* Aim of the task: Transcribe, without alteration, the line that includes "Wildlife camera triggered — scan the photo above for loose" and each line after it until the records end, omitting all that precede it.

======== Information given

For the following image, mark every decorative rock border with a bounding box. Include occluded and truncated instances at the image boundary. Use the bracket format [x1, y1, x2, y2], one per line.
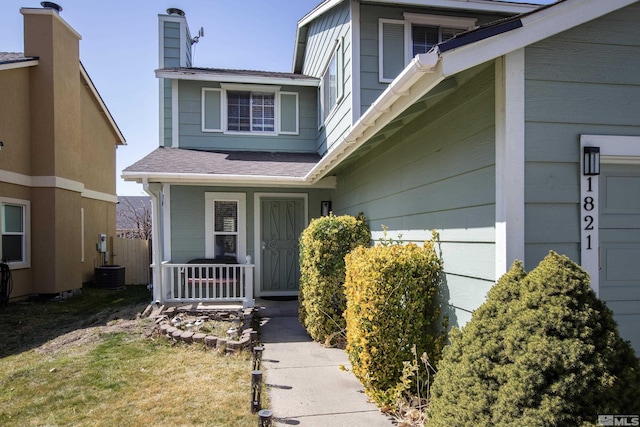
[154, 307, 258, 354]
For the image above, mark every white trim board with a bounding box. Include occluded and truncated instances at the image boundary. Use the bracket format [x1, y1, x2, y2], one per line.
[495, 50, 525, 280]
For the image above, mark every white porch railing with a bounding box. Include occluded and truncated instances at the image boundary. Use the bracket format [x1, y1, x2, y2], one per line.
[159, 261, 255, 307]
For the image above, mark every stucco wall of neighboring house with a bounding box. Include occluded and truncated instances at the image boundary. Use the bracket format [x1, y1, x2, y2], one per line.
[332, 64, 497, 327]
[176, 81, 319, 152]
[301, 0, 353, 155]
[168, 185, 333, 264]
[0, 67, 31, 176]
[523, 2, 640, 270]
[80, 82, 117, 195]
[81, 197, 117, 283]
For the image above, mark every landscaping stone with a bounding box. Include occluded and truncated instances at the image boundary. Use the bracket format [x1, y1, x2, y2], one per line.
[171, 329, 183, 340]
[193, 333, 206, 343]
[204, 336, 217, 347]
[181, 331, 194, 343]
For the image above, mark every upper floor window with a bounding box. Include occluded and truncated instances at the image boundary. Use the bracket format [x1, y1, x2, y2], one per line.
[320, 38, 344, 125]
[0, 198, 30, 269]
[379, 13, 476, 82]
[202, 85, 299, 135]
[227, 91, 275, 133]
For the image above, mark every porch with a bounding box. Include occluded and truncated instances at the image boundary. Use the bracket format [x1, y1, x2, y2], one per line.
[158, 261, 255, 308]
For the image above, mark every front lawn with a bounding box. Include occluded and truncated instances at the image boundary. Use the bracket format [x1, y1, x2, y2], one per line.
[0, 286, 258, 426]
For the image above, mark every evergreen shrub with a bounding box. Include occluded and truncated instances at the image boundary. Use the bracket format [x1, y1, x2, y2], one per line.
[428, 251, 640, 427]
[344, 238, 446, 409]
[298, 213, 370, 344]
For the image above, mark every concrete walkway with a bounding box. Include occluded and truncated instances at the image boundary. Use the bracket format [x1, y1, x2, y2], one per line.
[256, 298, 395, 427]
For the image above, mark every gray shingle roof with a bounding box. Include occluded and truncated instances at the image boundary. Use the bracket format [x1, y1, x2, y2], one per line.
[159, 67, 317, 81]
[0, 52, 37, 64]
[124, 148, 321, 178]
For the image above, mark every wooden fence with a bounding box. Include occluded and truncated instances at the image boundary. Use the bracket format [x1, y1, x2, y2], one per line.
[112, 237, 151, 285]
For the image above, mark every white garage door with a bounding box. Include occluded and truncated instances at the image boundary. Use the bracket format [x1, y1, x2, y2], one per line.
[599, 163, 640, 354]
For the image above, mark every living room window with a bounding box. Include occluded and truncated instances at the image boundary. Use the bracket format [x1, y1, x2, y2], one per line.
[205, 193, 246, 262]
[0, 198, 30, 268]
[379, 13, 476, 82]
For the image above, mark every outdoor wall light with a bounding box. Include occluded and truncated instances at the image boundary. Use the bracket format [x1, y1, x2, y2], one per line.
[321, 201, 332, 216]
[583, 146, 600, 176]
[0, 141, 4, 151]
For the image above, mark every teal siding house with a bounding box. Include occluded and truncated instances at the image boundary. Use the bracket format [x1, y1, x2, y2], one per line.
[124, 0, 640, 353]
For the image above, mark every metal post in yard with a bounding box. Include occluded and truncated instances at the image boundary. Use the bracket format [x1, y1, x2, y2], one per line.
[253, 346, 264, 371]
[251, 370, 262, 413]
[257, 409, 273, 427]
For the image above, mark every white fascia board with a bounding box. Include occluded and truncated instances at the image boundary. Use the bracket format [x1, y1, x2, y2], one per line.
[363, 0, 538, 14]
[80, 64, 126, 145]
[122, 172, 337, 189]
[298, 0, 344, 29]
[155, 69, 319, 87]
[0, 59, 38, 71]
[440, 0, 639, 77]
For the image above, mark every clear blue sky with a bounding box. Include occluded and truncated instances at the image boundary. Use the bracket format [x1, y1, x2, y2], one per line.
[0, 0, 552, 196]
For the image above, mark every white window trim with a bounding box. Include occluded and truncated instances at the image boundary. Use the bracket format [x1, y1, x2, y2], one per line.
[220, 83, 280, 136]
[379, 14, 477, 83]
[0, 197, 31, 270]
[201, 88, 223, 133]
[379, 18, 408, 84]
[404, 13, 476, 62]
[205, 192, 247, 263]
[319, 38, 344, 128]
[580, 135, 640, 297]
[279, 91, 300, 135]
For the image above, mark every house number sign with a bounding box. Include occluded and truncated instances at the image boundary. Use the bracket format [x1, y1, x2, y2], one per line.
[580, 145, 600, 296]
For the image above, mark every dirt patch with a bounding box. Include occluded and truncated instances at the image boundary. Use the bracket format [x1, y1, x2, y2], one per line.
[35, 303, 153, 354]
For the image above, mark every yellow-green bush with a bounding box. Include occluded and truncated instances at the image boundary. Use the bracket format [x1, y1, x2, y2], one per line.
[298, 213, 370, 344]
[344, 239, 446, 409]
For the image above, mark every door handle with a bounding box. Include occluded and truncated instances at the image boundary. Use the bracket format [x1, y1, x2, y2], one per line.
[261, 241, 266, 250]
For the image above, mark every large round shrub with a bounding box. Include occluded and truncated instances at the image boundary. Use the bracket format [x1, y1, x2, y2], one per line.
[428, 251, 640, 426]
[298, 213, 370, 344]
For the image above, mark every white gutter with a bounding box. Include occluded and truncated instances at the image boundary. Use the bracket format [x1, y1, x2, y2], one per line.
[124, 171, 337, 188]
[305, 50, 442, 181]
[156, 69, 319, 87]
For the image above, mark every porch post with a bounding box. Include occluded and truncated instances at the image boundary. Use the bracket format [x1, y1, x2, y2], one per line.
[244, 261, 255, 308]
[144, 180, 164, 302]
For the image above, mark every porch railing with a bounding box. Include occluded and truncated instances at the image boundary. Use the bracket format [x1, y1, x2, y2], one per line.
[160, 261, 255, 307]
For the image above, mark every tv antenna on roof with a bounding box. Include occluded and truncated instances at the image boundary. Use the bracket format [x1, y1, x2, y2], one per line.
[191, 27, 204, 44]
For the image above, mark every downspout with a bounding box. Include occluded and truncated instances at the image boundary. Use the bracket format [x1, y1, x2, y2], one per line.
[143, 178, 163, 303]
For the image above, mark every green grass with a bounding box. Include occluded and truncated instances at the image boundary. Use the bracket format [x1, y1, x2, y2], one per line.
[0, 286, 260, 426]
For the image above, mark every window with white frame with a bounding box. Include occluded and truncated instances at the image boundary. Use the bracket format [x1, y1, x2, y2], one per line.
[320, 38, 344, 125]
[227, 91, 275, 132]
[202, 85, 299, 135]
[379, 13, 476, 82]
[205, 193, 246, 262]
[1, 198, 30, 268]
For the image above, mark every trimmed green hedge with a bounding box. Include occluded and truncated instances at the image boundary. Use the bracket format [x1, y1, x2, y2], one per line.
[298, 213, 370, 344]
[428, 251, 640, 426]
[344, 240, 446, 409]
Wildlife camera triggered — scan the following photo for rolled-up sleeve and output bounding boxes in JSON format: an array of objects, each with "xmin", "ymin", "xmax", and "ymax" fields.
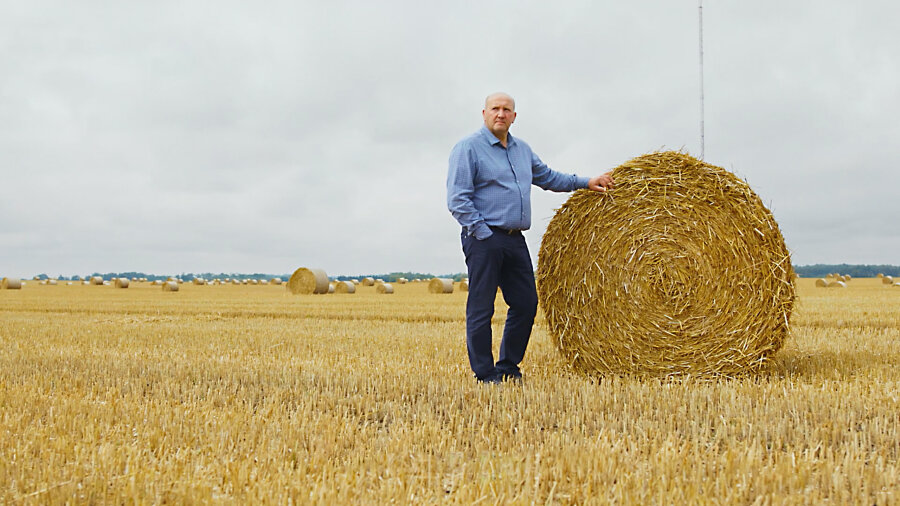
[{"xmin": 447, "ymin": 142, "xmax": 492, "ymax": 239}]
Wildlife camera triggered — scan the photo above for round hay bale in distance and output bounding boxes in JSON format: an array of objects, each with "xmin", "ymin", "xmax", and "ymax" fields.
[
  {"xmin": 328, "ymin": 282, "xmax": 335, "ymax": 294},
  {"xmin": 429, "ymin": 278, "xmax": 454, "ymax": 294},
  {"xmin": 882, "ymin": 276, "xmax": 893, "ymax": 285},
  {"xmin": 334, "ymin": 281, "xmax": 356, "ymax": 294},
  {"xmin": 162, "ymin": 281, "xmax": 179, "ymax": 292},
  {"xmin": 269, "ymin": 278, "xmax": 282, "ymax": 285},
  {"xmin": 115, "ymin": 277, "xmax": 130, "ymax": 288},
  {"xmin": 459, "ymin": 279, "xmax": 469, "ymax": 292},
  {"xmin": 90, "ymin": 276, "xmax": 104, "ymax": 285},
  {"xmin": 288, "ymin": 267, "xmax": 330, "ymax": 294},
  {"xmin": 877, "ymin": 273, "xmax": 884, "ymax": 278},
  {"xmin": 361, "ymin": 277, "xmax": 375, "ymax": 286},
  {"xmin": 815, "ymin": 278, "xmax": 828, "ymax": 288},
  {"xmin": 826, "ymin": 280, "xmax": 846, "ymax": 288},
  {"xmin": 1, "ymin": 277, "xmax": 22, "ymax": 289},
  {"xmin": 376, "ymin": 283, "xmax": 394, "ymax": 294},
  {"xmin": 537, "ymin": 151, "xmax": 795, "ymax": 377}
]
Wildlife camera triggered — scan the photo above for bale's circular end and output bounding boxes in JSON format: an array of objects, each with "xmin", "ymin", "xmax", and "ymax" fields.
[
  {"xmin": 115, "ymin": 277, "xmax": 130, "ymax": 288},
  {"xmin": 288, "ymin": 268, "xmax": 329, "ymax": 294},
  {"xmin": 429, "ymin": 278, "xmax": 454, "ymax": 294},
  {"xmin": 537, "ymin": 151, "xmax": 795, "ymax": 377}
]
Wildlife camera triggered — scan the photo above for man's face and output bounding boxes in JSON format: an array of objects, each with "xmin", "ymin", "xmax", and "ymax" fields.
[{"xmin": 483, "ymin": 95, "xmax": 516, "ymax": 138}]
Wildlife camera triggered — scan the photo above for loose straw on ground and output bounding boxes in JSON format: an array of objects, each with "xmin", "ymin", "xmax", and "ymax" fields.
[
  {"xmin": 288, "ymin": 268, "xmax": 330, "ymax": 294},
  {"xmin": 429, "ymin": 278, "xmax": 454, "ymax": 294},
  {"xmin": 537, "ymin": 151, "xmax": 795, "ymax": 377}
]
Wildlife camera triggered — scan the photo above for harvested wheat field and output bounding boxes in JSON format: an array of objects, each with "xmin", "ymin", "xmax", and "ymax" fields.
[{"xmin": 1, "ymin": 277, "xmax": 898, "ymax": 503}]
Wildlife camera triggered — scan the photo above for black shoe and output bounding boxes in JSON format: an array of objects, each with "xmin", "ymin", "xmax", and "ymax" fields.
[{"xmin": 477, "ymin": 374, "xmax": 503, "ymax": 384}]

================

* Solution to this task:
Wildlife camera triggered — scan the photo above for loose straw on ground and output bounding boxes in JSON format: an array of objects, each with "xmin", "ymin", "xmax", and "ymax" fields.
[
  {"xmin": 288, "ymin": 268, "xmax": 330, "ymax": 294},
  {"xmin": 429, "ymin": 278, "xmax": 454, "ymax": 294},
  {"xmin": 537, "ymin": 151, "xmax": 795, "ymax": 377}
]
Wildlife camera triggered — scan the photo above for harvested wheat field and output bounding boxes in JSON format: an array of objects, each with "xmin", "ymin", "xmax", and "ymax" fields.
[{"xmin": 1, "ymin": 277, "xmax": 898, "ymax": 503}]
Wildlife camera triggered — scan the photo above for black shoe and output bounding boxes in JSON format: an array of objects, each with "xmin", "ymin", "xmax", and "ymax" fields.
[{"xmin": 477, "ymin": 374, "xmax": 503, "ymax": 384}]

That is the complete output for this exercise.